Short problem 1
Could you set down the whole forum post on Cypher CASE, word for word?

Quoted passage
☆ ☆ ☆ ☆ ☆ ☆ ☆

Yes I know, I'm just trying to understand how to use CASE at this point. To build more complex logic in future. :- )

MATCH (ct:Pets{icId:"800a1031-1102-49c4-abdd-f294ae867821"})
MATCH (gt:Objects{name:"geo_98608"})
RETURN
CASE
WHEN NOT EXISTS((gt)-[:LINKED_TO]->(ct))
THEN ct
ELSE ct, gt
END,
CASE WHEN EXISTS ((gt)-[:LINKED_TO]->(ct))
THEN gt
ELSE ct, gt
END

So I can wrap this around in my head...

MATCH (ct:Pets{icId:"800a1031-1102-49c4-abdd-f294ae867821"}) << variable allocator, allocate ct
MATCH (gt:Objects{name:"geo_98608"}) < variable allocator, allocate gt
RETURN { < return objects from function below
    CASE < if statement begin
        WHEN NOT EXISTS((gt)-[:LINKED_TO]->(ct)) < case 0
            THEN ct  < returns ct from this function meaning the "RETURN ct" above returns ct then
        ELSE ct, gt, < direct return to above, "RETURN ct, gt"
        , < why comma? what does it do ?
        "CASE WHEN EXISTS ((gt)-[:LINKED_TO]->(ct)) could be written as >"

☆ ☆ ☆ ☆ ☆ ☆ ☆

(Region labeling records)
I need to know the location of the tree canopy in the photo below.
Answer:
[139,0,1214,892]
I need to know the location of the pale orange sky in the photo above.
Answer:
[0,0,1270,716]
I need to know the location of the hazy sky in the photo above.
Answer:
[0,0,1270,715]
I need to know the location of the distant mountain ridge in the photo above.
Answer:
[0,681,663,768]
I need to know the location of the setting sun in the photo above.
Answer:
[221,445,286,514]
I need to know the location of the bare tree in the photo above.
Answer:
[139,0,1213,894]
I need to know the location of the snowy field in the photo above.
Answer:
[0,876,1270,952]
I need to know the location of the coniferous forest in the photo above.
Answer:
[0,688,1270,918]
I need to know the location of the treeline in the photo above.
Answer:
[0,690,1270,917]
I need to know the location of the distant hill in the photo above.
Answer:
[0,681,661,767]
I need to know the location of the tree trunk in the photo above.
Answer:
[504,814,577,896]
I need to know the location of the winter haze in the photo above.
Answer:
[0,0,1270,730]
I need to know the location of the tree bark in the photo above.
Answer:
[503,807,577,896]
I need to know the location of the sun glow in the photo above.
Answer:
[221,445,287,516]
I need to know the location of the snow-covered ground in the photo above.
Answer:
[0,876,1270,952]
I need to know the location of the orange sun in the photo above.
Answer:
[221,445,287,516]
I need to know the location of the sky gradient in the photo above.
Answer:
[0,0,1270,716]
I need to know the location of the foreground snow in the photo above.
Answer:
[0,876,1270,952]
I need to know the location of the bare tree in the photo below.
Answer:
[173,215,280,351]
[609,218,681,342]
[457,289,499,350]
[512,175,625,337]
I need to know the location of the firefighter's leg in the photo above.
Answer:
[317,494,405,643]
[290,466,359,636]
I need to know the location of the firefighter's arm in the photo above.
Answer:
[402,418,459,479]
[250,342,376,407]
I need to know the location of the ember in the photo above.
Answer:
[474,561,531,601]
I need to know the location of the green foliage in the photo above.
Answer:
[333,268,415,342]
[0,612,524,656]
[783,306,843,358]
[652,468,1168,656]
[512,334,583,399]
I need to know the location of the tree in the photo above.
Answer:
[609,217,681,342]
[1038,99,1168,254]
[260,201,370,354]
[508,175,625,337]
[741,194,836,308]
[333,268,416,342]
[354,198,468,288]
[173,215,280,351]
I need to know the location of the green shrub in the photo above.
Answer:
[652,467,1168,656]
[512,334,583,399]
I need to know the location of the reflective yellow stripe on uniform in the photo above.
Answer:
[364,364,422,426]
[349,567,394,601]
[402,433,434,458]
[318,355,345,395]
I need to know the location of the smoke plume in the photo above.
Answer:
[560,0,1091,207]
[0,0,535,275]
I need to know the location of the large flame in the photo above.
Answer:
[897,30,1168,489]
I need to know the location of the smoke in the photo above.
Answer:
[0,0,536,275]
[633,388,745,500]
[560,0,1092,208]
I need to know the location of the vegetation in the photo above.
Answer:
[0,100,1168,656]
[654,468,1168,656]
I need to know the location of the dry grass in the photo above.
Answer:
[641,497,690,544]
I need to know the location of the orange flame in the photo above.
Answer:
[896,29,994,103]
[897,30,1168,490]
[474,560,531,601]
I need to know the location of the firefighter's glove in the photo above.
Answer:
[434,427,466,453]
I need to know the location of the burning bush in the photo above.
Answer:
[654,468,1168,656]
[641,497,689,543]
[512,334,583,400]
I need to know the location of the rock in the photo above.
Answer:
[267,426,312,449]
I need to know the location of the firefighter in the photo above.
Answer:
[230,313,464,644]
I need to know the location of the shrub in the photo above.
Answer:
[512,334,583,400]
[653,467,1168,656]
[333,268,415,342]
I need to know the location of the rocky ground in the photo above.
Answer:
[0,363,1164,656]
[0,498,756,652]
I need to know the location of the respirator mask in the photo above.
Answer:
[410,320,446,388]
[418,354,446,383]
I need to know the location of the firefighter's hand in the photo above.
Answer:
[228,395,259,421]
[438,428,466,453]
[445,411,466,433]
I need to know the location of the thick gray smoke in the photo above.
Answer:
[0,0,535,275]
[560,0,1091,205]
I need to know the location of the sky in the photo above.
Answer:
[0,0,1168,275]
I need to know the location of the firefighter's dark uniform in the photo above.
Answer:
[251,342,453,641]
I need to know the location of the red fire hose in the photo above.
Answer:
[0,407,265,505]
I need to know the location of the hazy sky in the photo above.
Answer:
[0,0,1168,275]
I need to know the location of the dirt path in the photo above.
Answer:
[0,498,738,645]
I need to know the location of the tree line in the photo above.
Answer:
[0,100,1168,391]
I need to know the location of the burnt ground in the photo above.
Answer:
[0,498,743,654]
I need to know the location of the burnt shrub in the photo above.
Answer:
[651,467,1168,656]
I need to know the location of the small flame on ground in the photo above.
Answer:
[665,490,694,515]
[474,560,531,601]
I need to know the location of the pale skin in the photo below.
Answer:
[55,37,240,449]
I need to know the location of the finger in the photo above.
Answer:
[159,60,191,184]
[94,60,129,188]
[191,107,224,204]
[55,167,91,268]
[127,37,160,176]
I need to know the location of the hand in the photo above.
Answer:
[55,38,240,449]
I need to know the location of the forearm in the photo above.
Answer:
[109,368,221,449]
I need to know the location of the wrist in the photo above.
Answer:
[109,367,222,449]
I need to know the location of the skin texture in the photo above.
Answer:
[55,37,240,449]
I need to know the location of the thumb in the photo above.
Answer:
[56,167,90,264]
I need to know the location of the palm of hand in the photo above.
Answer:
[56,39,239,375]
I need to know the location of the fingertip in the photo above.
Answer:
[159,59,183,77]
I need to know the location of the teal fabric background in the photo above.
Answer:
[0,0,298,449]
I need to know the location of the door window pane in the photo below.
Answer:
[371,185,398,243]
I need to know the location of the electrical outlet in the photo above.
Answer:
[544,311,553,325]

☆ ☆ ☆ ☆ ☆ ☆ ☆

Short problem 2
For the records only, from the line with "I need to know the location of the wrist" up to and including the line with "[56,39,239,375]", could you write out those lines again, requests included, with 128 added to every box coordinate in the answers?

Correct output 1
Yes I know, I'm just trying to understand how to use CASE at this point. To build more complex logic in future. :- )

MATCH (ct:Pets{icId:"800a1031-1102-49c4-abdd-f294ae867821"})
MATCH (gt:Objects{name:"geo_98608"})
RETURN
CASE
WHEN NOT EXISTS((gt)-[:LINKED_TO]->(ct))
THEN ct
ELSE ct, gt
END,
CASE WHEN EXISTS ((gt)-[:LINKED_TO]->(ct))
THEN gt
ELSE ct, gt
END

So I can wrap this around in my head...

MATCH (ct:Pets{icId:"800a1031-1102-49c4-abdd-f294ae867821"}) << variable allocator, allocate ct
MATCH (gt:Objects{name:"geo_98608"}) < variable allocator, allocate gt
RETURN { < return objects from function below
    CASE < if statement begin
        WHEN NOT EXISTS((gt)-[:LINKED_TO]->(ct)) < case 0
            THEN ct  < returns ct from this function meaning the "RETURN ct" above returns ct then
        ELSE ct, gt, < direct return to above, "RETURN ct, gt"
        , < why comma? what does it do ?
        "CASE WHEN EXISTS ((gt)-[:LINKED_TO]->(ct)) could be written as >"

Correct output 2
I need to know the location of the wrist in the photo above.
Answer:
[237,495,350,577]
I need to know the location of the skin texture in the photo above.
Answer:
[183,165,368,577]
I need to know the location of the thumb in the photo above.
Answer:
[184,295,218,392]
I need to know the location of the palm of hand in the photo above.
Answer:
[184,167,367,503]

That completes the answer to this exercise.